I have done A LOT of research, so muchto the point I overwhelmed myself and was scared to try the diet. When I started reading the forum, I realized that it's not that bad, jsut a new habit to get used to. Which I'm fine with. 

The only thing I have ever struggled with with Titan is eating. He is in no way shape or form, food motivated. He will not eat for a week if i let him simply on principle. 

I do realize it's not just throwing things together which is why have been looking at others menus, I do however know that when switching for any dog you don't add a whole bunch of things until the dog gets used to it.. I knew he liked ground meats.. so I tried Chicken.. I may try a different cut. Or maybe he will just need some getting used to actually working somewhat for his food. He doesn't chew on anything very much, no raw hides, no nylabones, no real raw bones (my fault not his), but he USED to chew a lot on his nylabone and gave up once we moved here about 4 months ago.. I'm wondering if it is more just him getting used to chewing again...

####################

Problem set ::
1. List everything the dog-diet post says Titan does not chew on.
2. Revise the dog-diet post from the words "The only thing" through "simply on principle.", putting "my dog" in place of "Titan".

####################

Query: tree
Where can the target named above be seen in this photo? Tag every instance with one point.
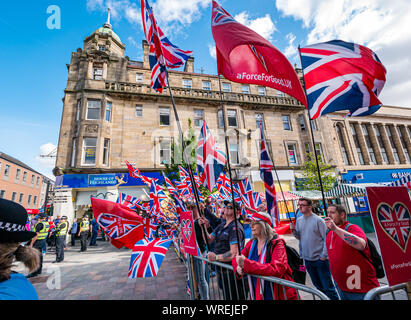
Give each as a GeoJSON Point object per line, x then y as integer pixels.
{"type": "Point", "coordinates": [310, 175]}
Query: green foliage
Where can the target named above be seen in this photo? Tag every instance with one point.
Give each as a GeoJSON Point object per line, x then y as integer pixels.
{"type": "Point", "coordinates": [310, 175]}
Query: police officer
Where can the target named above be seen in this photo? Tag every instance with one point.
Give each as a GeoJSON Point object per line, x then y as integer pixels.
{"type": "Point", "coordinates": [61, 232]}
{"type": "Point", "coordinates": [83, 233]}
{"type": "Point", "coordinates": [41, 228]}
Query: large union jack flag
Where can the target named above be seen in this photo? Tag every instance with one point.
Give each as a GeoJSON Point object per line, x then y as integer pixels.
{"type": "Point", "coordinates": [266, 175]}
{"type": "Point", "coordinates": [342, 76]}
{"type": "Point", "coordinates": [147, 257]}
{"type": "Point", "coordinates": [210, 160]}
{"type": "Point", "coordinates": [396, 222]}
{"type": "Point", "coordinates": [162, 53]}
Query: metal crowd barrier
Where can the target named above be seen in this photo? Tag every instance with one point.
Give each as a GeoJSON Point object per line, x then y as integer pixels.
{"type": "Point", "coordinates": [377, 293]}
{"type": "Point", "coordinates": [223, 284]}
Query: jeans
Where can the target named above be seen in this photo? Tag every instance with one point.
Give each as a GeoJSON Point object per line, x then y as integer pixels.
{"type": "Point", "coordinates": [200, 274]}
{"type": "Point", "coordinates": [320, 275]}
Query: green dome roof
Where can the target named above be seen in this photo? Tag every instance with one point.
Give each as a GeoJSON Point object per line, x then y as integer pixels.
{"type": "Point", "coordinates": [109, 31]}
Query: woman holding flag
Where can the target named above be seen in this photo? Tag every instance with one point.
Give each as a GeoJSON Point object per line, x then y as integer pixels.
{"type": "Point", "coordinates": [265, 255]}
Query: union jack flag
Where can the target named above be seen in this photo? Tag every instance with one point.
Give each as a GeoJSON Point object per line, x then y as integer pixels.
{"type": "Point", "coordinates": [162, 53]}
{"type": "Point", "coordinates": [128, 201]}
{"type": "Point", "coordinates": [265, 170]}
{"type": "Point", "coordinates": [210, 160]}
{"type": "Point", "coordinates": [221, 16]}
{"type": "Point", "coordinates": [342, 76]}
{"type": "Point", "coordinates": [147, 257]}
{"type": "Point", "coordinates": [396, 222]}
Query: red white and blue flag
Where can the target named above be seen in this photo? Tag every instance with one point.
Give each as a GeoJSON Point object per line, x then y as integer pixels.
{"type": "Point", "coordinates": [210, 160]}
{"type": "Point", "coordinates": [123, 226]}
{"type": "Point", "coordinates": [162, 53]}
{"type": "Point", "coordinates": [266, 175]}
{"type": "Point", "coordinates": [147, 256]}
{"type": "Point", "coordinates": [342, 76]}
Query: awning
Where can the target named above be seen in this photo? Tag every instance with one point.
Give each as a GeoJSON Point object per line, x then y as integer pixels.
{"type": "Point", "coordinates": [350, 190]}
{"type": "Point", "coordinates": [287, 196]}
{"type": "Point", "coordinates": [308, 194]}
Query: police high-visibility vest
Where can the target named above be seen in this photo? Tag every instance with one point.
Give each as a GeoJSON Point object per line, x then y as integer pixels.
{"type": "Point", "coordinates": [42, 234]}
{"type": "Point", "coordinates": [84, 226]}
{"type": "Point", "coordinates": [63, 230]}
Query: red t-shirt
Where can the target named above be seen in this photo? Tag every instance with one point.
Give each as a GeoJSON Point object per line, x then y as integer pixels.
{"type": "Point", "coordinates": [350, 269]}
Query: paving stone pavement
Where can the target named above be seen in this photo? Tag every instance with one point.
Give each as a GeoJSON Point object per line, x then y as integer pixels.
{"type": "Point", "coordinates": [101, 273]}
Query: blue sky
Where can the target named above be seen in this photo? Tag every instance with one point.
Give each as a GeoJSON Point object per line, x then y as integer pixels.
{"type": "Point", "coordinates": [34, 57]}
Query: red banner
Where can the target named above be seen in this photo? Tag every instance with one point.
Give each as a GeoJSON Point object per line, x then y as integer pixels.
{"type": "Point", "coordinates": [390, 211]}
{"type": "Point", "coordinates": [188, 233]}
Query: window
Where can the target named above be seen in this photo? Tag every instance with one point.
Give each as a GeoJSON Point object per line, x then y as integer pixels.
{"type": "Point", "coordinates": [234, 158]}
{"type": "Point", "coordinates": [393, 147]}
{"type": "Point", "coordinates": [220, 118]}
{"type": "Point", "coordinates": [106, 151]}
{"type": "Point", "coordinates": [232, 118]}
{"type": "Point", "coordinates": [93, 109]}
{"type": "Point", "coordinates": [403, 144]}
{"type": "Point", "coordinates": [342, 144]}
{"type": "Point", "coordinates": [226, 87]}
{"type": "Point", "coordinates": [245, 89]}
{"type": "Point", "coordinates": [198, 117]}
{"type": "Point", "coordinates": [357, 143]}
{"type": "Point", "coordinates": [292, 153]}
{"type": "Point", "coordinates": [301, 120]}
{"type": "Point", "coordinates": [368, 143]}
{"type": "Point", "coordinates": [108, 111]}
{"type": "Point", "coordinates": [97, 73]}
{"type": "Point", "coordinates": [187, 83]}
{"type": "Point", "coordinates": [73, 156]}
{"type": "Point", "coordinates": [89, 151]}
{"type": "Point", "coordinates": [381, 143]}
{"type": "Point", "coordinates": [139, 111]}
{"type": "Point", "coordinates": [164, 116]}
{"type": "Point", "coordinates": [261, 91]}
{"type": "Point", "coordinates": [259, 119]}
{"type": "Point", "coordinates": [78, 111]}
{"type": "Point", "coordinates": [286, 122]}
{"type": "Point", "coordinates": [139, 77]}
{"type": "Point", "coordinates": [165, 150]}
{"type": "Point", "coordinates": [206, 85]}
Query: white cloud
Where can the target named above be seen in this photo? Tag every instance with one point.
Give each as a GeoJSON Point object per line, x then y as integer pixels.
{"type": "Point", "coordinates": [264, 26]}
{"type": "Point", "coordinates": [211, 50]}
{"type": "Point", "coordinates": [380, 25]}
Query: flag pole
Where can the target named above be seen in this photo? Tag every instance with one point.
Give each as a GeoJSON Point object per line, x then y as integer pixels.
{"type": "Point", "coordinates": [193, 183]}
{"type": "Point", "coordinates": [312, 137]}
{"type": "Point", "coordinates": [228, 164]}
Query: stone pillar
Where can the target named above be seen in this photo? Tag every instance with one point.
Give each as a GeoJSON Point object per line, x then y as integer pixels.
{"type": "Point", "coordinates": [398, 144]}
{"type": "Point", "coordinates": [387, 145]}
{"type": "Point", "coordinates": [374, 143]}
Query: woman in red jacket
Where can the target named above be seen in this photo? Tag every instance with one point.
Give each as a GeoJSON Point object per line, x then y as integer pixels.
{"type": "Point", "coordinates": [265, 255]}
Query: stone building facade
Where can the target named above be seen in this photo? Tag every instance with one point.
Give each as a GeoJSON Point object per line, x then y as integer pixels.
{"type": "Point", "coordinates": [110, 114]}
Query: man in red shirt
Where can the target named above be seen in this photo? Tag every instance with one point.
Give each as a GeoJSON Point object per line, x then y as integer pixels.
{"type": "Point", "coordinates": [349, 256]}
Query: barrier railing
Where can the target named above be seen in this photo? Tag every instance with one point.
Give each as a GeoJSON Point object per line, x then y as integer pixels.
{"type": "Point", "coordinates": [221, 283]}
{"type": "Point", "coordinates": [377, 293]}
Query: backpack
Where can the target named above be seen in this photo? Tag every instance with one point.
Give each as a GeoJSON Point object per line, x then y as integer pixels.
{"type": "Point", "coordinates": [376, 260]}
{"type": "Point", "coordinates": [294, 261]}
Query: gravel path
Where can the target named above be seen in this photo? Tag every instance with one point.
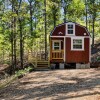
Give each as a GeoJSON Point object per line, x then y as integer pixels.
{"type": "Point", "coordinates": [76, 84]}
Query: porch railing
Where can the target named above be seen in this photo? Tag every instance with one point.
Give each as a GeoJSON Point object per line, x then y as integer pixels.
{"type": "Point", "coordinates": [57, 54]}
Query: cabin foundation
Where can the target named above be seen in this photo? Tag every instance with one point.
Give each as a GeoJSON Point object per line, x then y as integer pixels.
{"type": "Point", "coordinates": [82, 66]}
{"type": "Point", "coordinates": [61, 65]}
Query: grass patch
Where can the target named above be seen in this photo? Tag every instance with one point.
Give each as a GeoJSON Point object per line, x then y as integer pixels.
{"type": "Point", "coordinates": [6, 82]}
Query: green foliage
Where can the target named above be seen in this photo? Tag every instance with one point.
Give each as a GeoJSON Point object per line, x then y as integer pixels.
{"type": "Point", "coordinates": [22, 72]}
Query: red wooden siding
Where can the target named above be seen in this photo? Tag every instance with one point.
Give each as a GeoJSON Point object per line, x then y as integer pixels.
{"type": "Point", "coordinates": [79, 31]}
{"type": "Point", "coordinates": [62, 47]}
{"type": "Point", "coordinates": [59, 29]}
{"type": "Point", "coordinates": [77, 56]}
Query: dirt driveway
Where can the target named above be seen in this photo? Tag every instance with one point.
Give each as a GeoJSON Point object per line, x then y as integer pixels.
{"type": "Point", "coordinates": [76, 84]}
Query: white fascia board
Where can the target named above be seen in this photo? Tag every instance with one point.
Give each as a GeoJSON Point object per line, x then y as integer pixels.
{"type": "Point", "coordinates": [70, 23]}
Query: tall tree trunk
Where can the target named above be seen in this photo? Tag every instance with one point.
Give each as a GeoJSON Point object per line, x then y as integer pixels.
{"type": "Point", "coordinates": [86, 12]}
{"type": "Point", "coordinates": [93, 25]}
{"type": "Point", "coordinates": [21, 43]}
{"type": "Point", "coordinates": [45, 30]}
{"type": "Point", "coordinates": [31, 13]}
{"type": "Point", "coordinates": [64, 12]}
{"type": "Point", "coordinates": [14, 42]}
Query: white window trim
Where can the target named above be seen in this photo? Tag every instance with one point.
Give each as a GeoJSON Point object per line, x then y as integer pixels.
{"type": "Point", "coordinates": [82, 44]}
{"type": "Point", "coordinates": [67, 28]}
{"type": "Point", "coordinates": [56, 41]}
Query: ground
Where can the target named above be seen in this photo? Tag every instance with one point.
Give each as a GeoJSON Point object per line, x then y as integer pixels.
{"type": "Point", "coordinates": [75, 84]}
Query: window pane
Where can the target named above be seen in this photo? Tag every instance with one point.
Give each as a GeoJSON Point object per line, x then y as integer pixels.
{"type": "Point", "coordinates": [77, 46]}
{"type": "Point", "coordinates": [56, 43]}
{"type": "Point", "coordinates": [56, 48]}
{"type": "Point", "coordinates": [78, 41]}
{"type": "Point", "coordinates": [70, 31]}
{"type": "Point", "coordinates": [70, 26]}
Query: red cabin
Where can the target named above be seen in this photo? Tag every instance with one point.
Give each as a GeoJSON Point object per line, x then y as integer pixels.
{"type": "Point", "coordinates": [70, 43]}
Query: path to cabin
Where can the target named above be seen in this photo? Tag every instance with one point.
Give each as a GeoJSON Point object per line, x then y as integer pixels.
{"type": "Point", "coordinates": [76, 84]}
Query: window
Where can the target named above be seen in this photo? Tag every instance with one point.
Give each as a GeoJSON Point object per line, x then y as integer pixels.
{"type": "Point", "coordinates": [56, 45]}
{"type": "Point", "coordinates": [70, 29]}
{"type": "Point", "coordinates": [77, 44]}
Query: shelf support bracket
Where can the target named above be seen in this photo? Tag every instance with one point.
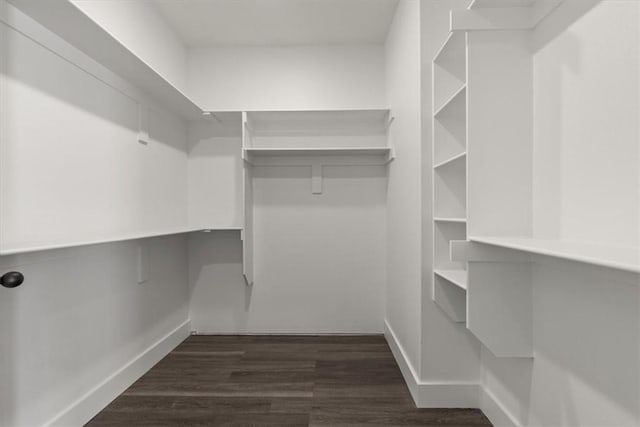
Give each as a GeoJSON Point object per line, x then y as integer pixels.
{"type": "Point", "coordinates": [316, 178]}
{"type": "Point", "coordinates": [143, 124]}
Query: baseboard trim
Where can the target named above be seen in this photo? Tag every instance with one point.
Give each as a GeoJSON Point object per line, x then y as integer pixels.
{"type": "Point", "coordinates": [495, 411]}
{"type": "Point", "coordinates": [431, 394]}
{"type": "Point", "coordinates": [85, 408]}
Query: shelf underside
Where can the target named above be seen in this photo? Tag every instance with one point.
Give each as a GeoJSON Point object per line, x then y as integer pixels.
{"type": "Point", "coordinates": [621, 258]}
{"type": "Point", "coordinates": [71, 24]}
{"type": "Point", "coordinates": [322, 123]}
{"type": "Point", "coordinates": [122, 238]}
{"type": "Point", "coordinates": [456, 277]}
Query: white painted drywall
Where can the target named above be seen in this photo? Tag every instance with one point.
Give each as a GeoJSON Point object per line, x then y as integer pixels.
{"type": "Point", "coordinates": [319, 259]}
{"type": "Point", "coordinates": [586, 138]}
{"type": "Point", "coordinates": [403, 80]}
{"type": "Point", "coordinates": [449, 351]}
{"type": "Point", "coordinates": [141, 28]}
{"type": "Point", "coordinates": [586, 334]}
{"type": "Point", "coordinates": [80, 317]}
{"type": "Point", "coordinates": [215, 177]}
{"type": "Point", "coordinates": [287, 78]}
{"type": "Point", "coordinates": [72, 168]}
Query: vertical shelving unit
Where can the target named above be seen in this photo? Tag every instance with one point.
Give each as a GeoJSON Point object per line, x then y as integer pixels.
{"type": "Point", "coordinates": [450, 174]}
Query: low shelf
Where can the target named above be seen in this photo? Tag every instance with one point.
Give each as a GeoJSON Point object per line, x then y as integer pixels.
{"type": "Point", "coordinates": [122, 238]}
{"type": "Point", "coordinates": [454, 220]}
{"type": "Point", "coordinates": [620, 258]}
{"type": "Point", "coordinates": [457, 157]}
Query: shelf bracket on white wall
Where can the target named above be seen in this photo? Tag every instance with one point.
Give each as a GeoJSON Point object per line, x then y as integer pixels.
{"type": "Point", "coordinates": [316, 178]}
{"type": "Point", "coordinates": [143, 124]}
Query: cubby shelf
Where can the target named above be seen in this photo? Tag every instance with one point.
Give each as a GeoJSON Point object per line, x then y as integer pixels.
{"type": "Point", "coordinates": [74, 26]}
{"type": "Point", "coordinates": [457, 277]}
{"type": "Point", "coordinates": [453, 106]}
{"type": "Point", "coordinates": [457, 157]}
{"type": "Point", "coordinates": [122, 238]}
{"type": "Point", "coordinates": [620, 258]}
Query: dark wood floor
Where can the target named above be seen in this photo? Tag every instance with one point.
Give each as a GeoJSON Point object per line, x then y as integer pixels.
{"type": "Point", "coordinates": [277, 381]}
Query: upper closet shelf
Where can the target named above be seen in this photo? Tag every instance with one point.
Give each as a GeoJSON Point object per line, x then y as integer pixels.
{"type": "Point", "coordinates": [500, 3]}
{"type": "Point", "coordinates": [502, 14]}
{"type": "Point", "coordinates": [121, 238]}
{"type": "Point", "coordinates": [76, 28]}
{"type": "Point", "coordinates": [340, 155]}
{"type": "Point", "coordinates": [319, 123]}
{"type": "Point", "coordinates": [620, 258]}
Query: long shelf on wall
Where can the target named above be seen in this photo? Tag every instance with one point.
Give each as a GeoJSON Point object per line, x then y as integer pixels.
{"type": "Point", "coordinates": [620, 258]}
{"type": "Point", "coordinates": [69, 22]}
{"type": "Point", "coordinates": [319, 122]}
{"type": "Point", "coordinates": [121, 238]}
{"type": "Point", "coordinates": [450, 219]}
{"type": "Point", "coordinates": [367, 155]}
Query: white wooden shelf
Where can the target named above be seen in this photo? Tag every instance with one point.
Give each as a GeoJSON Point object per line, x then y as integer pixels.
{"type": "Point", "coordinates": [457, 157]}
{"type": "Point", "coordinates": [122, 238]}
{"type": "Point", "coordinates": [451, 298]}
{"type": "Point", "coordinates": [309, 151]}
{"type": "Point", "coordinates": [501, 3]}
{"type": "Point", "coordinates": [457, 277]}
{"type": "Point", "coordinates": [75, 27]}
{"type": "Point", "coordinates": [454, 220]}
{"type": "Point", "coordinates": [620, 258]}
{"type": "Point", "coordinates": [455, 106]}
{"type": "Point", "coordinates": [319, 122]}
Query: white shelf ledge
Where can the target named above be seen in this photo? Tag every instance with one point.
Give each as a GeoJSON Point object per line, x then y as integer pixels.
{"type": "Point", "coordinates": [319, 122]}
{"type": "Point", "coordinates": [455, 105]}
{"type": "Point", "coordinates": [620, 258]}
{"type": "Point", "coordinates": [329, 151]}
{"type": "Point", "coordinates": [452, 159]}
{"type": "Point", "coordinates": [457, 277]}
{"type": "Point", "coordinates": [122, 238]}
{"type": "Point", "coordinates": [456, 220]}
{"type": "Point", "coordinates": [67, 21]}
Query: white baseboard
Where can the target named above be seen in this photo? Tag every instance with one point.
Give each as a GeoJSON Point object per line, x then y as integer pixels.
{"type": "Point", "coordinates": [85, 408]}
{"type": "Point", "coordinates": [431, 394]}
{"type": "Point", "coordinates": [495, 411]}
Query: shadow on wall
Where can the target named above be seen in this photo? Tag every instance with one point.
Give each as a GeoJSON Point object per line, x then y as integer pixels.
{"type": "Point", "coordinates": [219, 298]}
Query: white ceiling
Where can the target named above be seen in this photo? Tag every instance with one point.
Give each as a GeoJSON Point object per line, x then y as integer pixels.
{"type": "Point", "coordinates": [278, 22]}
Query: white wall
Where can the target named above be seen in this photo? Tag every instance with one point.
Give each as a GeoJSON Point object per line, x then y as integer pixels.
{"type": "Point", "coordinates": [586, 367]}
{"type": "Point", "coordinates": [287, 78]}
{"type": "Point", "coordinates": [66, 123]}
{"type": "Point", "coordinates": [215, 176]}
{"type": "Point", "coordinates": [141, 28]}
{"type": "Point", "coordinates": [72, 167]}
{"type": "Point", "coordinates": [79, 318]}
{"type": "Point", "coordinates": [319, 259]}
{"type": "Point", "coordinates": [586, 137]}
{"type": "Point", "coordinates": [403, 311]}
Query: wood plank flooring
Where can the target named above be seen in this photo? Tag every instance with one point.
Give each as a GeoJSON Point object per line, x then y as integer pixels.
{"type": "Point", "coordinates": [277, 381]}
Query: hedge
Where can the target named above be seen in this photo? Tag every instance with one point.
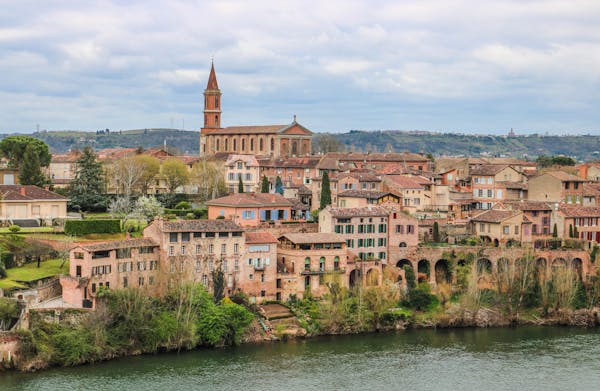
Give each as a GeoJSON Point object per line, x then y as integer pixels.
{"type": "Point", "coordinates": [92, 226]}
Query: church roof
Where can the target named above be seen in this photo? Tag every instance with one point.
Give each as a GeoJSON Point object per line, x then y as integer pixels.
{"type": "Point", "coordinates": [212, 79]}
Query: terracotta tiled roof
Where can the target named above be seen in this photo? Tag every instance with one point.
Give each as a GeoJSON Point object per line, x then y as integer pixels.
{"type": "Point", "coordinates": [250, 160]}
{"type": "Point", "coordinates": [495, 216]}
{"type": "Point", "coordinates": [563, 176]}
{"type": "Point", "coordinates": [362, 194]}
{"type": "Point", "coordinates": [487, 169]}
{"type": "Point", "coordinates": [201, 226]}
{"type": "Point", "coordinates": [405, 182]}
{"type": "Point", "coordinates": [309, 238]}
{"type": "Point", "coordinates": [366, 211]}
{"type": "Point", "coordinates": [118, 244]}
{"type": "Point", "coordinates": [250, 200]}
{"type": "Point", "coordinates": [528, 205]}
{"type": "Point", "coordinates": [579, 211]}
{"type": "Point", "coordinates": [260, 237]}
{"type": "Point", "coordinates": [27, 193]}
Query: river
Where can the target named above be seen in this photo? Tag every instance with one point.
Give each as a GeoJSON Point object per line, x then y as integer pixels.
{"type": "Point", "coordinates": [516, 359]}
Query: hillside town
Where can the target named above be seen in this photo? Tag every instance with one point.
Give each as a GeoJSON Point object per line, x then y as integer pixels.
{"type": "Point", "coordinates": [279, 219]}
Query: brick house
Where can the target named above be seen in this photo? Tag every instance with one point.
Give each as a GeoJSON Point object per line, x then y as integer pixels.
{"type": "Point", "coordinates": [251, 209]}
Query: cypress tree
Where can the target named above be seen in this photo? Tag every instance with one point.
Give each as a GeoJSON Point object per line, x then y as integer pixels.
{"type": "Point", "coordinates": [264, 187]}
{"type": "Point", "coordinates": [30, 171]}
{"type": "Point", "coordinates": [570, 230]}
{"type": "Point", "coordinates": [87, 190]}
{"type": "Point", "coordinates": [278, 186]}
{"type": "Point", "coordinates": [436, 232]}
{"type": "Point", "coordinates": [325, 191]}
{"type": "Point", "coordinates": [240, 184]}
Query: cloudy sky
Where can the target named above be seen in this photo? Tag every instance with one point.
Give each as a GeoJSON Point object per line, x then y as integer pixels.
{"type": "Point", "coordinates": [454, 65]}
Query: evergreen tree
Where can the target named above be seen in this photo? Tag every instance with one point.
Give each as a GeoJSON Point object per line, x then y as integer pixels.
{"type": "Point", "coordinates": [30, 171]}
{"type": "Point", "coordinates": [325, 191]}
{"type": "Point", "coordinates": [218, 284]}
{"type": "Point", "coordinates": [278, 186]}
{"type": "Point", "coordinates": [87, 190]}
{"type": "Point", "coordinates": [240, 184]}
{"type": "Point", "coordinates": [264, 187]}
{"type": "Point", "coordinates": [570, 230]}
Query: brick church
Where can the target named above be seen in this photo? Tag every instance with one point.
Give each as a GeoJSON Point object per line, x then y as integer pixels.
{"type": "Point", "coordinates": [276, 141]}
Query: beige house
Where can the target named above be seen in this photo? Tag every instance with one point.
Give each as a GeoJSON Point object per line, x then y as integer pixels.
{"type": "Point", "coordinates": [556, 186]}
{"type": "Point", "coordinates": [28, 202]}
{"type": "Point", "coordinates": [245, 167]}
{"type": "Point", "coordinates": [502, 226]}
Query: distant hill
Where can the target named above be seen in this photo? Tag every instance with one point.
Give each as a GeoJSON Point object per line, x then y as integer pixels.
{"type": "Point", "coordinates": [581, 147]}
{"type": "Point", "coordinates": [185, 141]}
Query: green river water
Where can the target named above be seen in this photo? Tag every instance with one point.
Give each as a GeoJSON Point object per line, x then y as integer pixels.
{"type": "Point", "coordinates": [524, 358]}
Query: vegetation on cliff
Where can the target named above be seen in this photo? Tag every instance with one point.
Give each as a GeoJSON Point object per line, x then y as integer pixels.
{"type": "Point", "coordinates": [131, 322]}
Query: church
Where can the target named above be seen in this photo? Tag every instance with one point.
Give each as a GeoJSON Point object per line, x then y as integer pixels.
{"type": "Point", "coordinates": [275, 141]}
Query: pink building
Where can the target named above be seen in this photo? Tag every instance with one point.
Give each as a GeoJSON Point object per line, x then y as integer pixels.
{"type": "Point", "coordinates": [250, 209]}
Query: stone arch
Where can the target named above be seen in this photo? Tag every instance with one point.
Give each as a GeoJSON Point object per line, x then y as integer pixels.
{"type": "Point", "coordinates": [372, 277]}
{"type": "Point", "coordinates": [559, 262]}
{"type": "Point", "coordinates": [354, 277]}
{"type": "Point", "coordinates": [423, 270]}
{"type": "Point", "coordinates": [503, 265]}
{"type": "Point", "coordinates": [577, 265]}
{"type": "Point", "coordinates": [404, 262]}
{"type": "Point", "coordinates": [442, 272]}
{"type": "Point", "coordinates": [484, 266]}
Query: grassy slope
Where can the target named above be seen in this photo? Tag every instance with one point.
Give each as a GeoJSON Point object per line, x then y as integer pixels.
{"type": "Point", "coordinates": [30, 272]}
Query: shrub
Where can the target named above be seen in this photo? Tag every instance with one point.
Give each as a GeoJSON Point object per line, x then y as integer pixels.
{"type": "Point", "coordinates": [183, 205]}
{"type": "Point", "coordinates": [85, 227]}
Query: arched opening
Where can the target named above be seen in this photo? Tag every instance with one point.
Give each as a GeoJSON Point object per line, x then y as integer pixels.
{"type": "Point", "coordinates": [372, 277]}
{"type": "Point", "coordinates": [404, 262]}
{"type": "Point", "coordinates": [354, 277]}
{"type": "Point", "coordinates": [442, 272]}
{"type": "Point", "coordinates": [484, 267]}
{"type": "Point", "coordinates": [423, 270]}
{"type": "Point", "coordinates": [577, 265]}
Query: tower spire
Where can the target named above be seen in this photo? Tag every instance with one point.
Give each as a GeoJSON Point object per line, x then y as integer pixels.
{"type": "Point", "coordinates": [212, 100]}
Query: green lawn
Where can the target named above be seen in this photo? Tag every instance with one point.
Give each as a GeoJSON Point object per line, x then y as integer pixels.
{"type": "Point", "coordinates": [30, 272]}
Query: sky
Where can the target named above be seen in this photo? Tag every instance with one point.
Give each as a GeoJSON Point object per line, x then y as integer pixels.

####################

Correct answers ::
1. raw hides, nylabones, real raw bones

2.
The only thing I have ever struggled with with my dog is eating. He is in no way shape or form, food motivated. He will not eat for a week if i let him simply on principle.